• **Requirement**: Copy every entry verbatim and skip the pictures.

• **Extracted entries**:

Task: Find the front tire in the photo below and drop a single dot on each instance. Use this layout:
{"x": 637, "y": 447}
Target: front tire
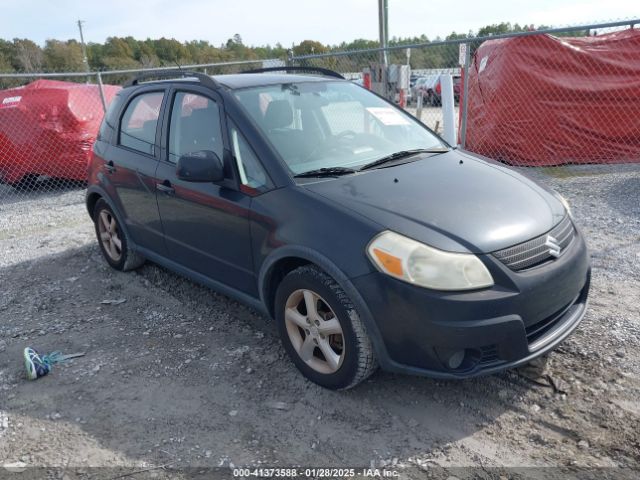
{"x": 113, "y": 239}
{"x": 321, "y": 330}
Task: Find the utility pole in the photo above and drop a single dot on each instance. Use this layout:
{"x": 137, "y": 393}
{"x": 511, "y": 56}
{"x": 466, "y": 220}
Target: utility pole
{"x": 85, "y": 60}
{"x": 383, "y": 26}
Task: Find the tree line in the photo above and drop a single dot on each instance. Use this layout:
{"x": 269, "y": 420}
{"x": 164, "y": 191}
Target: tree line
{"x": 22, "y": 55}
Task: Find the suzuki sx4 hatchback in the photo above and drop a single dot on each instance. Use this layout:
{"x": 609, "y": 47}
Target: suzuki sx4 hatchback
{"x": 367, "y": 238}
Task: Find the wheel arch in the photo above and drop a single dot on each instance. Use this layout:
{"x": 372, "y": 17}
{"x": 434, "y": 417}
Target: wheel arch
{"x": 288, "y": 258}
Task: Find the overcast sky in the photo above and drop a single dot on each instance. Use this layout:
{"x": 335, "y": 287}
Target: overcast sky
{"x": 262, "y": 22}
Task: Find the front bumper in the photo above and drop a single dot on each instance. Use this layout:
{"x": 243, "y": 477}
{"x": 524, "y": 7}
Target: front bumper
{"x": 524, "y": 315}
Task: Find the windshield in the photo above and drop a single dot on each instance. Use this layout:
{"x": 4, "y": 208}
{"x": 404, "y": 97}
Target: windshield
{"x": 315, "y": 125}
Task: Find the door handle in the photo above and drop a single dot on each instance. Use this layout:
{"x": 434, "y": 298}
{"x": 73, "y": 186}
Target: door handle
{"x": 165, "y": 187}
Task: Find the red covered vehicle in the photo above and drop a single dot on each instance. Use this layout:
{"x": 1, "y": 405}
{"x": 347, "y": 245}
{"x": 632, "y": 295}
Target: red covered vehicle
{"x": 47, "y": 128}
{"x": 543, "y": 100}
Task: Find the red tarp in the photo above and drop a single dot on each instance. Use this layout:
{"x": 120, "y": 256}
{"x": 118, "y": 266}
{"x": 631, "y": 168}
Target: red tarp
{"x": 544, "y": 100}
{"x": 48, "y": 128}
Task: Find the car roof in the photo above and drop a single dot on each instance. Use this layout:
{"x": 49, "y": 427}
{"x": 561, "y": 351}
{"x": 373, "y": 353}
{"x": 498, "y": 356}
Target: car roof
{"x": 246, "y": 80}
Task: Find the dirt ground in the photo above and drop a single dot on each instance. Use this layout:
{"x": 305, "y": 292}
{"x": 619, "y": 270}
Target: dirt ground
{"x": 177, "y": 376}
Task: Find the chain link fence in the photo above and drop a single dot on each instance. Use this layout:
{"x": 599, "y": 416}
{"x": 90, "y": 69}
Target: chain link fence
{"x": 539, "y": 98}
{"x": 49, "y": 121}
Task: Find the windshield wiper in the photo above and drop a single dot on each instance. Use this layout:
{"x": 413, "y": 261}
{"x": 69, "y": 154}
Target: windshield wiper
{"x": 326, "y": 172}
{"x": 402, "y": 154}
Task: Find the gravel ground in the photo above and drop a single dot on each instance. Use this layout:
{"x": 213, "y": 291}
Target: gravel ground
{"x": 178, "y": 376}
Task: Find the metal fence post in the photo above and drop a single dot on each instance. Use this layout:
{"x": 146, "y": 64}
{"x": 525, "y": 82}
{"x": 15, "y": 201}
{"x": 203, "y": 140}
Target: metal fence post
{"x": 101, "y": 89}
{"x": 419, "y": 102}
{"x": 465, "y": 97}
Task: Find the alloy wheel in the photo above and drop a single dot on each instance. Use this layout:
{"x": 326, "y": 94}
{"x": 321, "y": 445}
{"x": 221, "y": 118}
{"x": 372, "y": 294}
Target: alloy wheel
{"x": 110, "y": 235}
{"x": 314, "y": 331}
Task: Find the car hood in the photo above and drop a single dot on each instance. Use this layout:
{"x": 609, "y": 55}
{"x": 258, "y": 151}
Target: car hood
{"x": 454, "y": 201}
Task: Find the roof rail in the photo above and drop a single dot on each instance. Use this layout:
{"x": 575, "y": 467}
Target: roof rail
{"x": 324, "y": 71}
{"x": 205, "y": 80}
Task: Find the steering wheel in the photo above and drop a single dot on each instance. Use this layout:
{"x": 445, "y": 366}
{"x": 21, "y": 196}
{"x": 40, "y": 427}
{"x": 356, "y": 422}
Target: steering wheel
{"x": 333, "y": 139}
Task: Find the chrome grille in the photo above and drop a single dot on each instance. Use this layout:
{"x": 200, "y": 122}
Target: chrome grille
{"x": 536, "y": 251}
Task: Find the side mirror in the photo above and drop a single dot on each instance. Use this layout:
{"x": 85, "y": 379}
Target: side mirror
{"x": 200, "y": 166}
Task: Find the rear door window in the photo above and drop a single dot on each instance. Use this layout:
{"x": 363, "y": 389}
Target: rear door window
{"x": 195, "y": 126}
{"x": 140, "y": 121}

• **Reply**:
Task: Find the front tire in the photo below and drop a single dot on each instance. Use this layout:
{"x": 637, "y": 447}
Target: front tire
{"x": 113, "y": 239}
{"x": 321, "y": 330}
Task: Find the utility pole in the photo above and drop a single dot on each instance. Use this layout:
{"x": 137, "y": 393}
{"x": 511, "y": 56}
{"x": 466, "y": 220}
Target: utility pole
{"x": 85, "y": 60}
{"x": 383, "y": 26}
Task: Find the tree line in the photo above and drop a single dot on each instance. Use this layout:
{"x": 269, "y": 420}
{"x": 164, "y": 191}
Target: tree line
{"x": 22, "y": 55}
Task: Find the suzuki sx4 hatchback in the photo above and drop a single dot on each instance. Use this layout:
{"x": 609, "y": 47}
Target: suzuki sx4 hatchback
{"x": 367, "y": 238}
Task: Find the wheel arch in the photo above and drop a single dot on each instance. Use this layout:
{"x": 372, "y": 17}
{"x": 434, "y": 417}
Target: wheel arch
{"x": 288, "y": 258}
Task: Find the overcast sky in the photo above and drop a single dot on each instance. Use this layout:
{"x": 335, "y": 287}
Target: overcast sky
{"x": 262, "y": 22}
Task: Find the front bumper in the photo above and drop a single dot on each instance. Use this layout:
{"x": 243, "y": 477}
{"x": 524, "y": 7}
Target: front bumper
{"x": 524, "y": 315}
Task: Find the windshield in the photo above and drop a single dot on each instance. Use this layout:
{"x": 4, "y": 208}
{"x": 404, "y": 97}
Target: windshield
{"x": 315, "y": 125}
Task: Find the door handle in the photo above and drop a single dot on each instance. Use this layout:
{"x": 434, "y": 298}
{"x": 73, "y": 186}
Target: door handle
{"x": 165, "y": 187}
Task: Find the red covered vehicle in the photo above and drop a single dot on each instance. Use this layout:
{"x": 1, "y": 405}
{"x": 347, "y": 245}
{"x": 632, "y": 295}
Target: red covered vehicle
{"x": 47, "y": 128}
{"x": 543, "y": 100}
Task: Find the red tarp in the photo above and drop a single dot on each instance. Use this layout:
{"x": 120, "y": 256}
{"x": 118, "y": 266}
{"x": 631, "y": 168}
Target: red tarp
{"x": 544, "y": 100}
{"x": 48, "y": 128}
Task: Find the car roof in the photo above and drop a single dot on each instance. Use this layout:
{"x": 49, "y": 427}
{"x": 561, "y": 351}
{"x": 373, "y": 353}
{"x": 498, "y": 356}
Target: car roof
{"x": 246, "y": 80}
Task: Find the dirt ground in the photo above and drop a single dot on each instance. Use this layout:
{"x": 305, "y": 292}
{"x": 619, "y": 270}
Target: dirt ground
{"x": 177, "y": 376}
Task: Find the chain link fence in the photo above and drop a single dot on each instance. Use this layout:
{"x": 599, "y": 416}
{"x": 90, "y": 69}
Target: chain link fence
{"x": 539, "y": 98}
{"x": 49, "y": 121}
Task: Find the windshield wiper in the photo above and drop a single dot on each instance. Use this layout:
{"x": 413, "y": 261}
{"x": 69, "y": 154}
Target: windshield wiper
{"x": 326, "y": 172}
{"x": 402, "y": 154}
Task: Find the gravel ground in the photo above and drop a single dot on each instance. Use this layout:
{"x": 213, "y": 291}
Target: gravel ground
{"x": 178, "y": 376}
Task: Find the metal fence post in the photo above and drop a single dot on each instance. Use this layout:
{"x": 146, "y": 64}
{"x": 525, "y": 82}
{"x": 15, "y": 201}
{"x": 203, "y": 140}
Target: metal fence post
{"x": 101, "y": 89}
{"x": 419, "y": 102}
{"x": 465, "y": 97}
Task: Find the alloy wheel in the photo above and drop a single dot on each instance. Use this layout:
{"x": 326, "y": 94}
{"x": 321, "y": 445}
{"x": 221, "y": 118}
{"x": 372, "y": 294}
Target: alloy wheel
{"x": 110, "y": 235}
{"x": 314, "y": 331}
Task: Find the car hood in the photo above and drop a single dot on each instance. Use this layout:
{"x": 609, "y": 55}
{"x": 258, "y": 151}
Target: car hood
{"x": 454, "y": 201}
Task: Find the roof rail in the photo above and drop a single dot on each instance. Use this layout:
{"x": 575, "y": 467}
Target: roof rail
{"x": 324, "y": 71}
{"x": 205, "y": 80}
Task: Find the steering wheel in the photo above and drop a single dot on each instance. Use this layout:
{"x": 445, "y": 366}
{"x": 21, "y": 196}
{"x": 40, "y": 427}
{"x": 356, "y": 422}
Target: steering wheel
{"x": 333, "y": 139}
Task: Find the chrome grille in the photo above and drop a single dot on each instance. Use this layout:
{"x": 200, "y": 122}
Target: chrome grille
{"x": 536, "y": 251}
Task: Find the side mirror in the photo above and drop a single dot on each instance. Use this layout:
{"x": 85, "y": 379}
Target: side mirror
{"x": 200, "y": 166}
Task: Find the rear door window in the photo above and drop a single dot on each instance. Use this layout:
{"x": 363, "y": 389}
Target: rear door window
{"x": 195, "y": 126}
{"x": 140, "y": 121}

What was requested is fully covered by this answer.